▶ _Excerpted passage_
- - -

= 2021 All-America college football team =

Official list of the best college football players of 2021

The 2021 All-America college football team includes those players of American college football who have been honored by various selector organizations as the best players at their respective positions. The selector organizations award the "All-America" honor annually following the conclusion of the fall college football season. The original All-America team was the 1889 All-America college football team selected by Caspar Whitney. The National Collegiate Athletic Bureau, which is the National Collegiate Athletic Association's (NCAA) service bureau, compiled, in the 1950, the first list of All-Americans including first-team selections on teams created for a national audience that received national circulation with the intent of recognizing selections made from viewpoints that were nationwide. Since 1957, College Sports Information Directors of America (CoSIDA) has bestowed Academic All-American recognition on male and female athletes in Divisions I, II, and III of the NCAA as well as National Association of Intercollegiate Athletics athletes, including all NCAA championship sports.

The 2021 College Football All-America Team is composed of the following College Football All-American first teams chosen by the following selector organizations: Associated Press (AP), Football Writers Association of America (FWAA), American Football Coaches Association (AFCA), Walter Camp Foundation (WCFF), Sporting News (TSN, from its historic name of The Sporting News), Sports Illustrated (SI), The Athletic (Athletic), USA Today (USAT), ESPN, CBS Sports (CBS), College Football News (CFN), Scout.com, Athlon Sports, Phil Steele, and Fox Sports (FOX).

Currently, the NCAA compiles consensus all-America teams in the sports of Division I FBS football and Division I men's basketball using a point system computed from All-America teams named by coaches associations or media sources. Players are chosen against other players playing at their position only. To be selected a consensus All-American, players must be chosen to the first team on at least half of the five official selectors as recognized by the NCAA. Second- and third-team honors are used to break ties. Players named first-team by all five selectors are deemed unanimous All-Americans. Currently, the NCAA recognizes All-Americans selected by the AP, AFCA, FWAA, TSN, and the WCFF to determine consensus and unanimous All-Americans.

Twenty-seven players were recognized as consensus All-Americans for 2021, ten of them unanimously. Unanimous selections are followed by an asterisk (*).

- - -

▶ _Extracted information_
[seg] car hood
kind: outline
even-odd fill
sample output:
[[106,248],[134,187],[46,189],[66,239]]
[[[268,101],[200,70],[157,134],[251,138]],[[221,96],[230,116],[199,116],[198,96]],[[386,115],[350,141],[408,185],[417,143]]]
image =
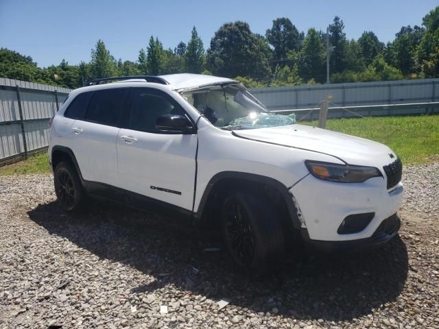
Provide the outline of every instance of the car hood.
[[323,153],[349,164],[379,167],[394,162],[388,147],[368,139],[308,125],[289,125],[261,129],[233,130],[245,138]]

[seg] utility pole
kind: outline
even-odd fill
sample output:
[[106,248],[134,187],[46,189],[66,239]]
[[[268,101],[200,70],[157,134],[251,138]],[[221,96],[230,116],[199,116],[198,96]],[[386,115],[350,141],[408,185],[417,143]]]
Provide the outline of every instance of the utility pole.
[[329,58],[331,57],[329,49],[329,27],[327,27],[327,84],[329,84]]

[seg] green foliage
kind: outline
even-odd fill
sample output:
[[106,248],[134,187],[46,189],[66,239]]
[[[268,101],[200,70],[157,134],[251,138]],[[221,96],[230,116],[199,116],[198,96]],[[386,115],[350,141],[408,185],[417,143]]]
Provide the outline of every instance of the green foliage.
[[204,48],[195,26],[186,49],[186,71],[189,73],[200,73],[204,66]]
[[316,29],[309,29],[303,46],[299,53],[298,73],[305,81],[314,79],[319,82],[324,81],[324,48]]
[[154,37],[151,36],[146,54],[145,65],[147,74],[151,75],[161,74],[165,62],[164,53],[163,45],[158,40],[158,38],[156,37],[154,40]]
[[266,79],[270,69],[263,50],[261,38],[250,31],[248,23],[227,23],[211,41],[207,51],[208,69],[224,77]]
[[347,66],[348,42],[344,29],[343,21],[336,16],[333,23],[329,25],[329,43],[335,47],[331,54],[329,63],[335,73],[344,71]]
[[[329,25],[335,47],[330,60],[331,82],[439,77],[439,6],[423,19],[423,26],[403,26],[384,45],[372,32],[348,40],[344,24],[335,16]],[[248,86],[322,83],[326,77],[326,32],[310,29],[304,38],[286,17],[272,21],[265,36],[247,23],[224,24],[206,51],[193,27],[187,45],[165,50],[151,36],[136,62],[116,60],[99,40],[90,62],[40,68],[30,56],[0,49],[0,77],[75,88],[93,78],[112,75],[161,75],[183,72],[238,77]]]
[[284,86],[299,86],[303,84],[303,80],[298,73],[297,66],[290,69],[287,65],[281,66],[278,65],[274,69],[273,78],[270,86],[271,87],[281,87]]
[[274,58],[281,60],[287,58],[288,51],[300,50],[304,35],[289,19],[282,17],[273,20],[273,25],[267,29],[265,37],[273,47]]
[[97,40],[95,47],[91,49],[90,64],[91,76],[96,79],[112,77],[117,72],[116,60],[100,39]]
[[372,61],[366,71],[354,72],[346,70],[331,76],[333,83],[390,81],[403,79],[401,71],[387,64],[382,54],[378,55]]
[[137,62],[139,63],[139,69],[141,73],[147,75],[148,66],[146,59],[146,51],[142,48],[139,51],[139,58],[137,58]]
[[383,42],[380,42],[378,37],[371,31],[364,32],[358,39],[360,47],[360,55],[365,65],[369,65],[384,48]]

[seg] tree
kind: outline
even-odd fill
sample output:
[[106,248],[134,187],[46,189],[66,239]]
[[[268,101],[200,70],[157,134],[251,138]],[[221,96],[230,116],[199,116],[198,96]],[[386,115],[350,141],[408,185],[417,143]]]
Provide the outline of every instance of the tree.
[[44,72],[30,56],[0,48],[0,77],[45,82]]
[[223,77],[266,80],[271,75],[261,38],[241,21],[224,24],[215,33],[207,51],[207,63],[211,72]]
[[333,72],[342,72],[347,66],[347,41],[346,34],[343,32],[344,24],[340,17],[334,18],[334,23],[329,25],[329,42],[335,47],[329,64]]
[[396,53],[394,41],[388,42],[383,49],[383,58],[386,63],[392,66],[396,66]]
[[116,61],[105,47],[104,41],[97,40],[95,49],[91,49],[90,73],[93,78],[108,77],[116,73]]
[[139,51],[139,58],[137,59],[139,62],[139,69],[142,74],[148,74],[148,66],[146,59],[146,51],[143,48],[141,49]]
[[273,21],[271,29],[267,29],[265,38],[273,47],[276,60],[287,58],[287,53],[298,51],[303,42],[303,32],[299,32],[289,19],[281,17]]
[[361,48],[358,42],[351,39],[346,45],[346,69],[355,72],[366,69],[361,58]]
[[406,75],[417,71],[416,51],[422,39],[424,29],[418,25],[413,28],[410,25],[402,27],[399,32],[396,33],[396,38],[392,42],[394,61],[388,60],[390,60],[388,54],[385,57],[386,62],[394,65]]
[[326,77],[324,71],[324,48],[316,29],[308,30],[299,53],[298,72],[305,81],[314,79],[323,82]]
[[439,6],[425,15],[423,19],[423,25],[425,27],[425,32],[417,49],[418,62],[427,73],[426,76],[437,76],[431,68],[435,66],[439,47]]
[[187,49],[187,47],[186,46],[186,44],[182,41],[180,41],[178,45],[177,45],[177,47],[174,48],[174,52],[178,56],[184,56],[186,53]]
[[191,40],[186,49],[186,70],[191,73],[200,73],[203,71],[204,62],[204,48],[201,38],[198,36],[197,29],[193,27]]
[[369,65],[384,48],[384,44],[380,42],[378,38],[371,31],[364,32],[358,39],[361,49],[361,56],[365,65]]
[[288,65],[276,66],[273,73],[273,79],[270,84],[272,87],[280,87],[283,86],[298,86],[303,84],[303,80],[299,76],[297,66],[294,65],[290,69]]
[[164,49],[162,42],[158,38],[151,36],[150,43],[147,48],[146,68],[147,73],[152,75],[158,75],[163,69]]

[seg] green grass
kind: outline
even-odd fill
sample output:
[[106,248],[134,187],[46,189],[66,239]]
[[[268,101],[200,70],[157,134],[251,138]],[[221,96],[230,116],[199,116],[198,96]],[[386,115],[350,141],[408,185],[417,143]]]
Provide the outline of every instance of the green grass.
[[[317,125],[317,121],[300,123]],[[439,115],[331,119],[327,128],[385,144],[398,154],[404,164],[439,159]],[[0,167],[0,175],[49,172],[45,153]]]
[[30,156],[24,161],[0,167],[0,175],[49,173],[50,167],[47,153]]
[[327,129],[385,144],[404,164],[427,163],[439,154],[439,115],[331,119]]

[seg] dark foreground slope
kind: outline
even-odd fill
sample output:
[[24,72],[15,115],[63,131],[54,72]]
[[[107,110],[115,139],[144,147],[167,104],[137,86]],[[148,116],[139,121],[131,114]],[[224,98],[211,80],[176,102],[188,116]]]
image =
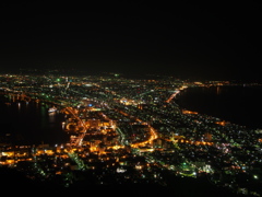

- - -

▶ _Required task_
Continue the article on the 2021 All-America college football team from the point where it stops.

▶ _Answer to this problem_
2021 Consensus All-Americans
| Name | Position | Year | University |
| Bryce Young | Quarterback | Sophomore | Alabama |
| Breece Hall | Running back | Junior | Iowa State |
| Kenneth Walker III* | Junior | Michigan State |
| Jordan Addison | Wide receiver | Sophomore | Pittsburgh |
| David Bell | Junior | Purdue |
| Trey McBride* | Tight end | Senior | Colorado State |
| Ikem Ekwonu* | Offensive line | Sophomore | NC State |
| Darian Kinnard | Senior | Kentucky |
| Kenyon Green | Junior | Texas A&M |
| Evan Neal | Junior | Alabama |
| Tyler Linderbaum* | Center | Junior | Iowa |
| Jordan Davis* | Defensive line | Senior | Georgia |
| Aidan Hutchinson* | Senior | Michigan |
| DeMarvin Leal | Junior | Texas A&M |
| Kayvon Thibodeaux* | Junior | Oregon |
| Will Anderson Jr.* | Linebacker | Sophomore | Alabama |
| Nakobe Dean* | Junior | Georgia |
| Devin Lloyd | Senior | Utah |
| Sauce Gardner | Defensive back | Junior | Cincinnati |
| Kyle Hamilton | Junior | Notre Dame |
| Verone McKinley III | Sophomore | Oregon |
| Jalen Pitre | Senior | Baylor |
| Jake Moody | Kicker | Senior | Michigan |
| Matt Araiza* | Punter | Junior | San Diego State |
| Marcus Jones | All-purpose/Return specialist | Senior | Houston |
| Deuce Vaughn | Sophomore | Kansas State |

==Offense==
===Quarterback===
- Bryce Young, Alabama (AP, CBS, ESPN, FWAA, The Athletic, TSN, USAT)
- Kenny Pickett, Pittsburgh (AFCA, WCFF)

===Running back===
- Breece Hall, Iowa State (AFCA, AP, CBS, The Athletic, USAT, TSN, WCFF)
- Sean Tucker, Syracuse (ESPN, FWAA)
- Kenneth Walker III, Michigan State (AFCA, AP, CBS, ESPN, FWAA, The Athletic, TSN, USAT, WCFF)

===Wide receiver===
- Jordan Addison, Pittsburgh (AP, ESPN, FWAA, TSN, USAT, WCFF)
- David Bell, Purdue (AFCA, AP, CBS, ESPN, FWAA, WCFF)
- Chris Olave, Ohio State (AFCA)
- Jameson Williams, Alabama (AP, CBS, The Athletic, TSN, USAT)
- Garrett Wilson, Ohio State (FWAA, The Athletic)

===Tight end===
- Brock Bowers, Georgia (CBS, ESPN, The Athletic, USAT)
- Trey McBride, Colorado State (AFCA, AP, FWAA, TSN, WCFF)

===Offensive line===
- Charles Cross, Mississippi State (ESPN, TSN)
- Connor Galvin, Baylor (The Athletic)
- Kenyon Green, Texas A&M (AP, ESPN, The Athletic, TSN, USAT)
- Zion Johnson, Boston College (AP, ESPN, USAT, WCFF)
- Darian Kinnard, Kentucky (AFCA, AP, CBS, FWAA, WCFF)
- Thayer Munford, Ohio State (AFCA)
- Evan Neal, Alabama (AFCA, CBS, ESPN, FWAA, The Athletic, TSN, USAT, WCFF)
- Ikem Ekwonu, NC State (AFCA, AP, CBS, FWAA, The Athletic, TSN, USAT, WCFF)
- Nicholas Petit-Frere, Ohio State (CBS, FWAA)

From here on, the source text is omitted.